• _Problem requirements_
Output, with no changes, the span of lines that opens with the line containing "Please pin the gable" and closes with the last line.

• _Records shown_

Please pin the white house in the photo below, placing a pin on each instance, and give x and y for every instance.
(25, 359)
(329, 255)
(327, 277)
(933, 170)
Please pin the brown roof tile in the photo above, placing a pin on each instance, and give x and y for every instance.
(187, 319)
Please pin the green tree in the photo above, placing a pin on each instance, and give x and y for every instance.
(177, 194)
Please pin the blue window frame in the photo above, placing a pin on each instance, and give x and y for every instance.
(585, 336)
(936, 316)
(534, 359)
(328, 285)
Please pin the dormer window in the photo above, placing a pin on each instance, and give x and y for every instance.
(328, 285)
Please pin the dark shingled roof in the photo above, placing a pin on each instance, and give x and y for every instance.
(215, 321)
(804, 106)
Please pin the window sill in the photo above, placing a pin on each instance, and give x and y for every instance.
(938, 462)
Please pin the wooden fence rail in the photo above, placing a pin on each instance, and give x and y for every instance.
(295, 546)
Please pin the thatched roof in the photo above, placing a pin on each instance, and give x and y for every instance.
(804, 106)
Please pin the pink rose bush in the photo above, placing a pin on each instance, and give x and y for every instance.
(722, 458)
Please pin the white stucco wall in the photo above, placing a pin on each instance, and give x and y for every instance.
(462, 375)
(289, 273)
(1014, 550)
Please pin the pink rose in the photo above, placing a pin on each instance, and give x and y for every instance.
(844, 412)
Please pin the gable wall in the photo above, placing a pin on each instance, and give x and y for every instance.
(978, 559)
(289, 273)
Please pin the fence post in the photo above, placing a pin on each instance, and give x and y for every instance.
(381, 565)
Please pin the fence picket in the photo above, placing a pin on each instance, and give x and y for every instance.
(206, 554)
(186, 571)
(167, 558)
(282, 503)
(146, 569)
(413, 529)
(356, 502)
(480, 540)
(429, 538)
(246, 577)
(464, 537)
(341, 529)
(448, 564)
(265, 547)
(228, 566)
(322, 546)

• _Output for this task_
Please pin the gable wall in the photo above, placing a pin on each instance, and give x and y for every instance.
(978, 559)
(289, 273)
Please pin the fence post in the photo above, placing a pin on each instance, and give x and y for every instance.
(381, 565)
Please pin the fence picket in the photo above, placing a pin on each instance, and give x and y for every instance.
(206, 554)
(186, 571)
(167, 558)
(282, 503)
(146, 569)
(413, 529)
(356, 502)
(480, 540)
(429, 538)
(246, 577)
(464, 537)
(341, 529)
(448, 564)
(265, 547)
(228, 566)
(322, 546)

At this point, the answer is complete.